Instructions to follow: Print each entry word for word.

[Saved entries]
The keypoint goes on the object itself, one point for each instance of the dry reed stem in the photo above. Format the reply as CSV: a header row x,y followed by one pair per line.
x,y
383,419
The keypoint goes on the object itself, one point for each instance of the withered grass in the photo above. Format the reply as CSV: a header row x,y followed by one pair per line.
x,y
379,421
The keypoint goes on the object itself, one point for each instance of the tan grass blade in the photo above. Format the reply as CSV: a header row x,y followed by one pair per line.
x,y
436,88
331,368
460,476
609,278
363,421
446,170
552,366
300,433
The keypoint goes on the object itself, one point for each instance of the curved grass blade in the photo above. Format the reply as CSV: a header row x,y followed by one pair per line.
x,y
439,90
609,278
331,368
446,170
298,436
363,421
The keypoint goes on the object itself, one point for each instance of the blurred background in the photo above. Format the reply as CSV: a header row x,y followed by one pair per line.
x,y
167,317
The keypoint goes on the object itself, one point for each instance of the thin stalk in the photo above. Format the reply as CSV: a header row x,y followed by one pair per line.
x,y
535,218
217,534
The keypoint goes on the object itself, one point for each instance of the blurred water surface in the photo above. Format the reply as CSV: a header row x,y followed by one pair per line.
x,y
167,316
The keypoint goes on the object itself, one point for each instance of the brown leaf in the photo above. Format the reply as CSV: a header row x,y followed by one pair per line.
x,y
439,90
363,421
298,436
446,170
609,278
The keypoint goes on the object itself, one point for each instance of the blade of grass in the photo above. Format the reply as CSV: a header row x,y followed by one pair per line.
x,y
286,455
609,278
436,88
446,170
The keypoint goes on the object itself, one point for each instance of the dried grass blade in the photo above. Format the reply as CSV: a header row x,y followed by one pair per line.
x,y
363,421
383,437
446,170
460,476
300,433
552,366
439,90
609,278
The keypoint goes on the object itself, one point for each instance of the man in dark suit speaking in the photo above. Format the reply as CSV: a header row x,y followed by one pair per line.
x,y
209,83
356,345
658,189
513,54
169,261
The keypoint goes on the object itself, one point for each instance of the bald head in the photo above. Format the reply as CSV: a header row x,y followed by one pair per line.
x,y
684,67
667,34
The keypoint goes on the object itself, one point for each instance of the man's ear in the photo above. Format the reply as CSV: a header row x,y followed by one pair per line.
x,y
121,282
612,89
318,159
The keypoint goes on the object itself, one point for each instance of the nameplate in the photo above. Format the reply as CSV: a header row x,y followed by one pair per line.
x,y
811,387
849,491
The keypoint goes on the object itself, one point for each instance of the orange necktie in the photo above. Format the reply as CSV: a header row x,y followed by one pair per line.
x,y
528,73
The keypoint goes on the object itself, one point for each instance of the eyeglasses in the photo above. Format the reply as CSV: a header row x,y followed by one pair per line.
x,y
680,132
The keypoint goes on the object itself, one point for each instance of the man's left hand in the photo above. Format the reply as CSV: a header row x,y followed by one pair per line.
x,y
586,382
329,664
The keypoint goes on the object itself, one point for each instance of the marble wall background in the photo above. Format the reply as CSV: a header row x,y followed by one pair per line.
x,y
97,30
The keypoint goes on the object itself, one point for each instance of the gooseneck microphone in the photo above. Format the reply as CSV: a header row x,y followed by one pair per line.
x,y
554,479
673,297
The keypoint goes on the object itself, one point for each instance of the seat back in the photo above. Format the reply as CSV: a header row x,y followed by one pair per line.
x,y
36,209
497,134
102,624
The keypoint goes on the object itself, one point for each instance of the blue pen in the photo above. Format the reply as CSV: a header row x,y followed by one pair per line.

Problem solution:
The keypoint goes on the object itself, one point for each instance of the dry reed stem in the photo above. Format the reply as CSV: a header row x,y followed by one pair per line.
x,y
383,419
The keypoint goes on the object itself, one point for each instance of the withered grass in the photo above. Format the reply as CSV: a header row x,y followed by one pair per line.
x,y
379,421
The keypoint goes on the object itself, one point for each instance of the tan grass blade in the photo above. Format the reply as CSV: a header row x,y followed by one pair per line.
x,y
436,88
331,368
460,476
609,278
363,421
446,170
552,366
300,433
The keypoint goes on the object itself, one point for each instance of the curved grass blade in the photo above. Format the reply as CSV: a header row x,y followed by one pair per line.
x,y
439,90
609,278
331,368
446,170
298,436
363,421
The keypoint goes on the object itself, one point for each instance of the blurred background in the photo above. Format the reply as CSV: a header row x,y followed by one pair per line.
x,y
167,317
The keypoint goes on the object itself, one point for each instance of the thin stalk in the photo above. Format the reply as CSV: a header row x,y followed by one pair per line.
x,y
535,218
217,534
The keypoint goes on the object itself, one point for each instance of the blurred water surface in the photo above. Format the reply as CSV: a header row x,y followed by one pair per line.
x,y
167,316
The keypoint goes on the object itself, one point for each instance of the brown leaf in the photo above. Format the reply as CSV: a header row x,y followed by one pair per line.
x,y
439,90
363,421
298,436
446,170
609,278
The keypoint goes on the object itself, one point for each instance of the blade of grass in the photo above. Format the reply as CSV: a header row x,y followed by one pair per line.
x,y
286,455
609,278
436,88
446,170
The keypoint goes on the object itself, one point for each instance of the dried grass blade in the photo above. Format the reply as CSV: a header row x,y followed by one pair per line.
x,y
363,421
383,437
446,170
460,476
300,433
552,366
439,90
609,278
The keypoint goes on the object itself, one point for each instance of the man in dark suit speaking in the photo above. Format the reply as CSV: a header row x,y followed by one pair per line.
x,y
209,83
356,345
658,189
513,54
169,261
The keypoint goes on the object itself, one point for each instance of the bald head in the photo above. Format the reply as CSV: a header row x,y followed by one pair per line.
x,y
684,67
667,34
The keypoint goes on the object itself, one point for each instance of the man's ear in the photo above. Format the reply as CSV: a header row x,y followed by one pair per line.
x,y
121,282
612,89
318,159
The keypoint goes on the object itself, one point for each instance of the nameplate in the photo above. Format the reply as CSV: a header row x,y followed by one pair per line.
x,y
811,387
849,491
The keypoint goes on the object itself, one point for each instance of the orange necktie in the photo above. Format the reply as CSV: a header row x,y followed by one pair per line.
x,y
528,73
The keypoint goes on the object itself, one point for each instance of the eyeglasses in the photo above. Format the reply as CSV: a header row x,y followed by one pair per line.
x,y
680,132
The keypoint goes on the object itself, one point for each instance of the man's left hand in the photo above. Format the reply as CSV: a header row x,y followed by one pair per line.
x,y
586,382
329,664
The keypoint goes on the object itself, one point for each instance of the marble wall background in the photo above. Format the reply as CSV: a header row x,y followed by one pair per line.
x,y
97,30
The keypoint goes on the object itself, one point for each instance of the gooseneck microphone in the photo above. Format the reply as CSV: a header row x,y followed by one pair per line.
x,y
554,479
673,297
The keypoint goes on the object itself, one point for each instance of the seat back in the photo above. Format the reply as CSV: a header row x,y followed by one pair per line.
x,y
36,209
497,134
102,624
The keypoint goes on the object itself, one point for each instance of the blue pen in the photo above. Format the reply as CSV: a header row x,y followed by one pair per line.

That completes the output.